- _Goal_:
Show each line of the listing below that contains the string "minivan", copied in full.

- _Task data_:
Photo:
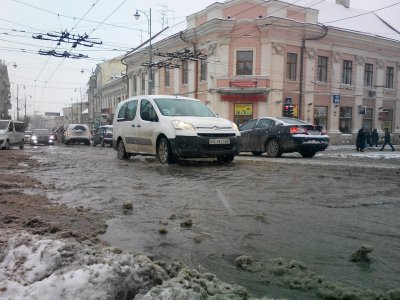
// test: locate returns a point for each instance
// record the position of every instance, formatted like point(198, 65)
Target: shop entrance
point(243, 112)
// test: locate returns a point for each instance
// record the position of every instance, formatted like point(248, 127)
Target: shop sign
point(243, 83)
point(243, 109)
point(240, 97)
point(336, 99)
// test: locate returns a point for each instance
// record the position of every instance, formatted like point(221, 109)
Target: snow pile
point(35, 268)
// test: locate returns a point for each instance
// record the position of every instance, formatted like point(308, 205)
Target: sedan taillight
point(298, 130)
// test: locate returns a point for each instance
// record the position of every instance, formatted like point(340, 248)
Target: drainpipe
point(303, 50)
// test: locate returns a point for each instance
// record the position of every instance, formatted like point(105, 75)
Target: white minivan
point(173, 127)
point(11, 134)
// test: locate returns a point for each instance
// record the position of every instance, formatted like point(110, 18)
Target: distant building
point(249, 58)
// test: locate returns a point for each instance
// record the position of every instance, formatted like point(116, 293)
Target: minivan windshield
point(183, 107)
point(4, 124)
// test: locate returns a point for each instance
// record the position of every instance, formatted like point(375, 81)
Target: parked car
point(76, 134)
point(172, 127)
point(103, 136)
point(276, 136)
point(42, 137)
point(11, 134)
point(27, 137)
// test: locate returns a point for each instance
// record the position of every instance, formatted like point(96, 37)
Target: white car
point(172, 127)
point(11, 134)
point(76, 134)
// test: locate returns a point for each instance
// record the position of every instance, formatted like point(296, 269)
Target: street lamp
point(14, 64)
point(137, 16)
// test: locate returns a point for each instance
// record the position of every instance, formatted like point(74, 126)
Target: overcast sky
point(48, 83)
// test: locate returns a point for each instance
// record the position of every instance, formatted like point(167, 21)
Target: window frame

- _The response_:
Target: white minivan
Target: minivan windshield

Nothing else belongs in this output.